Search the records for the word "target". Copy every line where it appears.

** Data to use follows **

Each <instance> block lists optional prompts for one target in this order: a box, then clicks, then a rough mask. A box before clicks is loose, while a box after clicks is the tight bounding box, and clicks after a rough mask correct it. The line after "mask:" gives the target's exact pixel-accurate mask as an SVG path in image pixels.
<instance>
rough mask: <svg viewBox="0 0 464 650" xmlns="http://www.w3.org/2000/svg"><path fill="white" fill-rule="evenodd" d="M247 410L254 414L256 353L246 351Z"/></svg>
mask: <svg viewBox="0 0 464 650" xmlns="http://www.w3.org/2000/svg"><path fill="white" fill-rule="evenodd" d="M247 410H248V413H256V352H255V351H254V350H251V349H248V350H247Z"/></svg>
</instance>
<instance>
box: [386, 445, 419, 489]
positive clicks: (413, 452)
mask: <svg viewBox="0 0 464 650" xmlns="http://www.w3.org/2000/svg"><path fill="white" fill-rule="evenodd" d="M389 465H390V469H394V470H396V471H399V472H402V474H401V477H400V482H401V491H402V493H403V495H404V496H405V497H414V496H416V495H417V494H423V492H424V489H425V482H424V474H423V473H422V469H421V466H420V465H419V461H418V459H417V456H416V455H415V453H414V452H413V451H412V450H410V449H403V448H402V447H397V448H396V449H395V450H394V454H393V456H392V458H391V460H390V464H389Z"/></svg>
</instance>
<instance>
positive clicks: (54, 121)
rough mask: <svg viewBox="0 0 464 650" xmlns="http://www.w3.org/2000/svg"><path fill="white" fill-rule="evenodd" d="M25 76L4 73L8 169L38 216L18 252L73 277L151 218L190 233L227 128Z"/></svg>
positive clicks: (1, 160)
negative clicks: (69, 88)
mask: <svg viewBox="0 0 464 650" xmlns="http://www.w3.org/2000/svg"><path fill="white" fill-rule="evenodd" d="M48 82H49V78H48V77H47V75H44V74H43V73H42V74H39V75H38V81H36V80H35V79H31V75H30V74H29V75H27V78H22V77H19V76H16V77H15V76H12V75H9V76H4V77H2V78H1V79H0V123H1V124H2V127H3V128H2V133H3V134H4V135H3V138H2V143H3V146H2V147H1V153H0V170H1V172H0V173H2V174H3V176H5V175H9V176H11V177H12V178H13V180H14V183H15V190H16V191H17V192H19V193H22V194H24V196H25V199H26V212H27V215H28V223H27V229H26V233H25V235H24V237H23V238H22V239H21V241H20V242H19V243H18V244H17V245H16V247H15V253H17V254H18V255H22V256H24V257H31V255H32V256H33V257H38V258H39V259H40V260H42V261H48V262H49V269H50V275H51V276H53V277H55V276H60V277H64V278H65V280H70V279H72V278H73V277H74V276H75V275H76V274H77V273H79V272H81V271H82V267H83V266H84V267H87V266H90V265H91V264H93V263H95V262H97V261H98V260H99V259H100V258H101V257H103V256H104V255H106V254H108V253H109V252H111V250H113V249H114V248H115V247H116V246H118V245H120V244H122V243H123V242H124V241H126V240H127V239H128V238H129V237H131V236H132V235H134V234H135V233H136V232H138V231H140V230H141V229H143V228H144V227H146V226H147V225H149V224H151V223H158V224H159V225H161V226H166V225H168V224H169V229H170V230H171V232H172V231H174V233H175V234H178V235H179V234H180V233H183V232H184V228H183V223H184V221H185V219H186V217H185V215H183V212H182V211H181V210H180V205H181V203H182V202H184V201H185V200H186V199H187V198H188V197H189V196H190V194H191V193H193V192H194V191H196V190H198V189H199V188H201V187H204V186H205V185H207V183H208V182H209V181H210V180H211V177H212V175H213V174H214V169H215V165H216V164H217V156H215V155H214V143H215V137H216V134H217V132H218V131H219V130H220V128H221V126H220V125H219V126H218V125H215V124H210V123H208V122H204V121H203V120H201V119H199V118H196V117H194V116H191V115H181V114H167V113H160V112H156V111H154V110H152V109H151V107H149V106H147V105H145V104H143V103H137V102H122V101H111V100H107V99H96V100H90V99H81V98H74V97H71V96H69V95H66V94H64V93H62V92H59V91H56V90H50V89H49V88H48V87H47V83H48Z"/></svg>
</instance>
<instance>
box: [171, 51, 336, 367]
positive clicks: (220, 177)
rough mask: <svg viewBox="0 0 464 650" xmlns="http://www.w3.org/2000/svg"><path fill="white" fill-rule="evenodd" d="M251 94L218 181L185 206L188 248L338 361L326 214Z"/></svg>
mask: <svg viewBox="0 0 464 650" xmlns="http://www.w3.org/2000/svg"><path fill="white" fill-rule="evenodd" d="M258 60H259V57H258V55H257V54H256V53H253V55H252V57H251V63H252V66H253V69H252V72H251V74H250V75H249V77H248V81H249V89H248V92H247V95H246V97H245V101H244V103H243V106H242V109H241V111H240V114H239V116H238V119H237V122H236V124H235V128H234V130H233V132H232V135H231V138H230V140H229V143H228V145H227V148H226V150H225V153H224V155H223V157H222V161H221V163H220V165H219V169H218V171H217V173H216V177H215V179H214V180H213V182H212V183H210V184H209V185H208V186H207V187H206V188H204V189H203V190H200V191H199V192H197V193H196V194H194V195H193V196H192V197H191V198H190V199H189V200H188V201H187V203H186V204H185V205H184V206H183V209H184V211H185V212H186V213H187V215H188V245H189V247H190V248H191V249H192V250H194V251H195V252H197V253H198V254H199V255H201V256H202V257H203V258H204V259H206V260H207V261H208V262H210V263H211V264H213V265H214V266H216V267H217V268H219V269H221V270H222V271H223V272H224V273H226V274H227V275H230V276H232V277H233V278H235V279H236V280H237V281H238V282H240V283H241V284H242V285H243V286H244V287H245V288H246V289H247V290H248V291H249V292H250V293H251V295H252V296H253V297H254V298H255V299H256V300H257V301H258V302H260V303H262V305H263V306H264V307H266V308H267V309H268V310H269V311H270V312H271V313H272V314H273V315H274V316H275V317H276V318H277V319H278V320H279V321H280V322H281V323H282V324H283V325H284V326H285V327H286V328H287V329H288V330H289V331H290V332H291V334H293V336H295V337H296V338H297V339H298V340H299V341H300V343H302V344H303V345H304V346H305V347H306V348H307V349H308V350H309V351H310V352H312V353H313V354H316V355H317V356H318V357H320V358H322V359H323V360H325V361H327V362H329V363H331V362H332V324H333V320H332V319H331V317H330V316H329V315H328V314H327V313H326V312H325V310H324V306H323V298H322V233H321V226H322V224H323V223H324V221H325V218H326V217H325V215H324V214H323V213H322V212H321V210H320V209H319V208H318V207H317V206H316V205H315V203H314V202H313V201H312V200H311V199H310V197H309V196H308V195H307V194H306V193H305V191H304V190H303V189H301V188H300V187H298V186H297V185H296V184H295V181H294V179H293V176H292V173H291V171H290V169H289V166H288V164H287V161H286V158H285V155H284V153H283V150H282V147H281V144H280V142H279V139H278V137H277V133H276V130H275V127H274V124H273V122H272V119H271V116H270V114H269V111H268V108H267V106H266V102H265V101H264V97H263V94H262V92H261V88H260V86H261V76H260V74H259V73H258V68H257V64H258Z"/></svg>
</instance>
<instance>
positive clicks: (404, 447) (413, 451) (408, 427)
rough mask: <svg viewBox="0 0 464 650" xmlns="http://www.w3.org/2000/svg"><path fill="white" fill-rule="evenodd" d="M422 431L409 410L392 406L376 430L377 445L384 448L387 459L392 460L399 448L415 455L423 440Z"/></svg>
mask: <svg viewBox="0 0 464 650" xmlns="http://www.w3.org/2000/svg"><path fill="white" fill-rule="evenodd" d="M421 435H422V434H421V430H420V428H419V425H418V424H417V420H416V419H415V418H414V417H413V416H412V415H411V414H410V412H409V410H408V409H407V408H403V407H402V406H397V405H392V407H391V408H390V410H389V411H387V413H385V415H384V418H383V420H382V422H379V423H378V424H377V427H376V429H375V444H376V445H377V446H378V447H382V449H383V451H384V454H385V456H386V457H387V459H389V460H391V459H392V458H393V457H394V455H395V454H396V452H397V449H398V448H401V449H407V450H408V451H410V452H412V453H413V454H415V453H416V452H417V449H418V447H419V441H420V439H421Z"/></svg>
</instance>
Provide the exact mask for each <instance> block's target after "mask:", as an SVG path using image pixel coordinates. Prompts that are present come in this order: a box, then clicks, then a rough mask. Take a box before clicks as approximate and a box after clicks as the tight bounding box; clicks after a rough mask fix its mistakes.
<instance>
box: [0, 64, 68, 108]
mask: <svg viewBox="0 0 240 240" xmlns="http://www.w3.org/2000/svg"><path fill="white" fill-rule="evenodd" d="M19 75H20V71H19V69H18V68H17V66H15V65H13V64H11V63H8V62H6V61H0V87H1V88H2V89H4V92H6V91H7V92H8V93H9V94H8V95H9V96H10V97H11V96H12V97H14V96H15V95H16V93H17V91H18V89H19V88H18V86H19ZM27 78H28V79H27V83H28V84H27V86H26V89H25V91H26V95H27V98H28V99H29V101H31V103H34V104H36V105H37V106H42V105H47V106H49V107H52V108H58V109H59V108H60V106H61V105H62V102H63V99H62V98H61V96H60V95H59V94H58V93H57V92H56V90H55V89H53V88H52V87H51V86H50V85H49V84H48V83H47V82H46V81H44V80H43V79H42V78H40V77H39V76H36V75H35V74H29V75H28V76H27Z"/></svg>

** End of Data to use **

# [Finished exercise]
Each <instance> block lists optional prompts for one target in this order: a box, then clicks, then a rough mask. A box before clicks is loose, while a box after clicks is the tight bounding box, and clicks after a rough mask correct it. The line after "mask:" gives the target's exact pixel-accurate mask as an SVG path in image pixels.
Provide the exact mask for each <instance> block's target after "mask:", as an SVG path using image pixel coordinates. Prompts that are present come in this order: a box, then clicks, then a rough mask. Take a box before clicks as approximate and a box after clicks as the tight bounding box; clicks after a rough mask fix its mistakes.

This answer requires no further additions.